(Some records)
↓↓↓
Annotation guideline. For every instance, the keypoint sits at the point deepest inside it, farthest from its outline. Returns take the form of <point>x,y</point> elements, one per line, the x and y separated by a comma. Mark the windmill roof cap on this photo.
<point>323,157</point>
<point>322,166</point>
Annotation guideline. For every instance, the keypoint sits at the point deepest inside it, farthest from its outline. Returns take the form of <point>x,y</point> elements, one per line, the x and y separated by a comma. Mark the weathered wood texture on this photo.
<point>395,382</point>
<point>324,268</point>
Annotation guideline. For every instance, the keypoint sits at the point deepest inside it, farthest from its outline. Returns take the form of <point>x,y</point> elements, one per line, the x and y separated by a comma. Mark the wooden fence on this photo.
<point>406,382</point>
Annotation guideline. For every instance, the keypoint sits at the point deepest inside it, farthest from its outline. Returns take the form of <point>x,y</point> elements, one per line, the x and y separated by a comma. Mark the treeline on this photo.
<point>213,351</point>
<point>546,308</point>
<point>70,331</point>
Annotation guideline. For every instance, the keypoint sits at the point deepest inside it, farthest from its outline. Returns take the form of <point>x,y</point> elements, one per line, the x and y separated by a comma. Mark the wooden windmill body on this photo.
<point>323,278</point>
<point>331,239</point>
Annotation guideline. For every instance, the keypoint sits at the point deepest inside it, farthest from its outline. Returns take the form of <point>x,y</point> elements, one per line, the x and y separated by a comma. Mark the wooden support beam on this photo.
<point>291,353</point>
↑↑↑
Rewrite the records as a Markdown table with columns No. and Text, one numbered row per line and blank lines skipped. Begin at the first line of the records and stop after the line that contains "<point>406,382</point>".

● Written answer
| No. | Text |
|---|---|
| 1 | Annotation guideline. For every instance, the keypoint sits at the point deepest inside it, farthest from its outline. Returns take the form of <point>x,y</point> elements, one per line, the x and y separated by a comma. Mark the windmill roof cap on this photo. |
| 2 | <point>323,157</point> |
| 3 | <point>322,166</point> |
| 4 | Annotation guideline. For every instance, the keypoint sits at the point deepest inside it, farthest from its outline. Returns take the form of <point>x,y</point> elements, one per line, the x and y separated by a comma. Mark the weathered wood texture on this photo. |
| 5 | <point>395,382</point> |
| 6 | <point>324,268</point> |
| 7 | Annotation guideline. For every instance, the keypoint sits at the point deepest inside it, farthest from its outline. Returns take the form of <point>x,y</point> elements, one per line, the x and y separated by a comma. Mark the wooden fence on this photo. |
| 8 | <point>406,382</point> |